### TASK REQUIREMENTS
Reproduce the material below with each "one per instance" replaced by "one point per instance", keeping everything else unchanged. Leave the picture lines out of the result.

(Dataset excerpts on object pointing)
* * *
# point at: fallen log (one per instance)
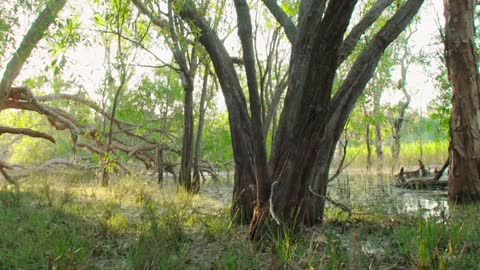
(423, 183)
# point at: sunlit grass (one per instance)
(431, 153)
(66, 222)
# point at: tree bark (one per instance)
(464, 174)
(244, 191)
(311, 121)
(185, 176)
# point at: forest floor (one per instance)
(67, 221)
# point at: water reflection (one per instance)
(372, 193)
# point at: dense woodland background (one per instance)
(155, 103)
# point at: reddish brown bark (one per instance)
(464, 175)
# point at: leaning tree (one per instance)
(461, 60)
(290, 187)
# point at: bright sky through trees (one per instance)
(86, 62)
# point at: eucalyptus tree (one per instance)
(290, 187)
(461, 59)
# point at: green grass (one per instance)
(57, 222)
(432, 153)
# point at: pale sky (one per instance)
(420, 83)
(87, 62)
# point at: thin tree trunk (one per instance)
(464, 174)
(378, 134)
(185, 176)
(198, 142)
(160, 163)
(369, 147)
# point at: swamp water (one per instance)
(372, 193)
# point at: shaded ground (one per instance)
(69, 222)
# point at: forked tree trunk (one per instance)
(312, 119)
(464, 174)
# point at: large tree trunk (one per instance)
(464, 175)
(312, 119)
(311, 122)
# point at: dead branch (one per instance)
(439, 174)
(26, 131)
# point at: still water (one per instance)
(366, 192)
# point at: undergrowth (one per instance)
(56, 222)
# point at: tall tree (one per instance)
(291, 188)
(461, 59)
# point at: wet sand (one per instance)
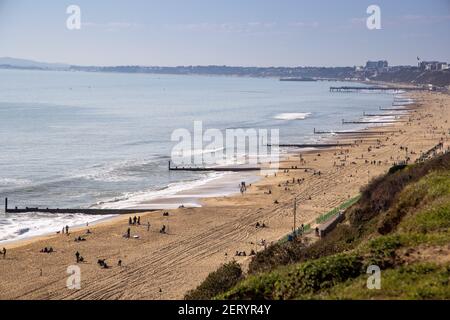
(165, 266)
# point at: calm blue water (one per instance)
(72, 139)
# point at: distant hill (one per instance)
(14, 63)
(416, 76)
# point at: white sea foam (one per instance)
(293, 116)
(26, 225)
(173, 191)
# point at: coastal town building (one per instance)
(433, 66)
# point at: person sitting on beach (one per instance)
(101, 262)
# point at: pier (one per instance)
(94, 212)
(371, 88)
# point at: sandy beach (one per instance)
(166, 266)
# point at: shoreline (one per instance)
(172, 201)
(158, 266)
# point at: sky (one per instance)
(225, 32)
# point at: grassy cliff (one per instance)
(400, 224)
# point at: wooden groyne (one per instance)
(371, 88)
(230, 169)
(354, 132)
(379, 115)
(95, 212)
(397, 109)
(371, 122)
(313, 145)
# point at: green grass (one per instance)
(291, 281)
(404, 210)
(417, 281)
(335, 211)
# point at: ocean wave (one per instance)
(26, 225)
(136, 199)
(292, 116)
(12, 182)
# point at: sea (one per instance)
(103, 140)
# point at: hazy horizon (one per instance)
(234, 33)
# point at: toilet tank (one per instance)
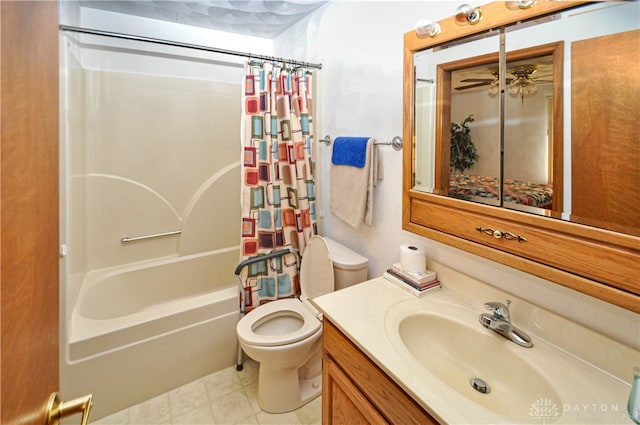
(349, 267)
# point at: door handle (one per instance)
(58, 409)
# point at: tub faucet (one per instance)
(500, 322)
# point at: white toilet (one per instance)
(284, 336)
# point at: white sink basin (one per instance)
(456, 353)
(440, 347)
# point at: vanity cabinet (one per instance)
(356, 391)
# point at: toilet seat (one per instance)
(248, 327)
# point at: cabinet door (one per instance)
(343, 403)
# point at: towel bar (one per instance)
(395, 143)
(126, 239)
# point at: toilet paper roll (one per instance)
(413, 258)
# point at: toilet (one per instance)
(284, 336)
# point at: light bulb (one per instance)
(427, 28)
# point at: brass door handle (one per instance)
(58, 409)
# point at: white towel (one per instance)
(352, 189)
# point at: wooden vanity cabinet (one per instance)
(356, 391)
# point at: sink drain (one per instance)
(480, 386)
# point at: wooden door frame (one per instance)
(29, 240)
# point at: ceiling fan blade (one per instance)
(477, 80)
(472, 86)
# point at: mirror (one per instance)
(551, 144)
(524, 171)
* * *
### REPLY
# point at: fallen log (one point per instance)
(423, 183)
# point at: sunlit grass (one point per instance)
(431, 153)
(66, 222)
# point at: tree bark (one point per instance)
(464, 174)
(244, 191)
(311, 121)
(185, 176)
# point at: forest floor (one point per instance)
(67, 221)
# point at: water reflection (one point per instance)
(372, 193)
# point at: dense woodland background (one point per instance)
(155, 103)
# point at: reddish brown bark (one point per instance)
(464, 175)
# point at: leaning tree (one point per instance)
(461, 60)
(290, 187)
# point at: bright sky through trees (one point per instance)
(86, 62)
# point at: eucalyptus tree (one point per instance)
(290, 187)
(461, 59)
# point at: green grass (one point per instance)
(57, 222)
(432, 153)
# point at: pale sky (one point per instance)
(420, 83)
(87, 62)
# point at: thin tree trunk (one point per instance)
(464, 174)
(378, 134)
(185, 176)
(198, 142)
(160, 163)
(369, 147)
# point at: swamp water (one point per instance)
(372, 193)
# point at: shaded ground (one point per instance)
(69, 222)
# point at: forked tree trunk (one point per instance)
(312, 119)
(464, 174)
# point at: large tree trunk (one point per instance)
(464, 175)
(312, 119)
(311, 122)
# point at: dead branch (one point per instance)
(439, 174)
(26, 131)
# point at: still water (one point per instance)
(366, 192)
# point at: undergrowth (one point per instance)
(56, 222)
# point at: tall tree (one point per instance)
(291, 188)
(461, 59)
# point at: wet sand (one point per instance)
(165, 266)
# point at: calm blue water (one point per instance)
(72, 139)
# point at: distant hill (one point per instance)
(14, 63)
(416, 76)
# point at: white sea foam (one point per instance)
(293, 116)
(26, 225)
(173, 191)
# point at: coastal town building (one point per instance)
(433, 66)
# point at: person sitting on beach (one point per instance)
(101, 262)
# point at: pier (one point per instance)
(94, 212)
(371, 88)
# point at: sandy beach (one point per instance)
(166, 266)
# point at: shoreline (one point per instance)
(172, 201)
(158, 266)
# point at: sky (one point per instance)
(225, 32)
# point at: grassy cliff (one point per instance)
(400, 224)
# point at: wooden groyne (one point per instance)
(371, 88)
(230, 169)
(354, 132)
(379, 115)
(95, 212)
(397, 109)
(371, 122)
(313, 145)
# point at: green grass (one point per instance)
(291, 281)
(404, 210)
(417, 281)
(335, 211)
# point at: ocean wave (one point per instance)
(26, 225)
(136, 199)
(292, 116)
(12, 182)
# point at: sea (one point per instance)
(103, 140)
# point at: hazy horizon (one point per instance)
(234, 33)
# point at: toilet tank (one point per instance)
(349, 267)
# point at: door handle (one point per instance)
(58, 409)
# point at: tub faucet (one point per instance)
(500, 322)
# point at: white toilet (one point per instance)
(284, 336)
# point at: white sink basin (one point per instance)
(456, 353)
(440, 347)
# point at: vanity cabinet (one point per instance)
(356, 391)
# point at: toilet seat (one point per instance)
(248, 327)
# point at: cabinet door (one point per instance)
(343, 403)
# point at: towel bar (one point per instance)
(395, 143)
(126, 239)
# point at: toilet paper roll (one point per instance)
(413, 258)
# point at: toilet (one point per instance)
(284, 336)
# point at: light bulb (one point per instance)
(427, 28)
# point at: brass door handle (one point per instance)
(58, 409)
# point at: white towel (one point per instance)
(352, 189)
# point at: wooden vanity cabinet (one point per instance)
(356, 391)
# point at: sink drain (one point per instance)
(480, 386)
# point at: wooden door frame (one point per instance)
(29, 240)
# point at: ceiling fan blade (one point per instance)
(477, 80)
(472, 86)
# point at: mirror (one point per instance)
(551, 144)
(524, 171)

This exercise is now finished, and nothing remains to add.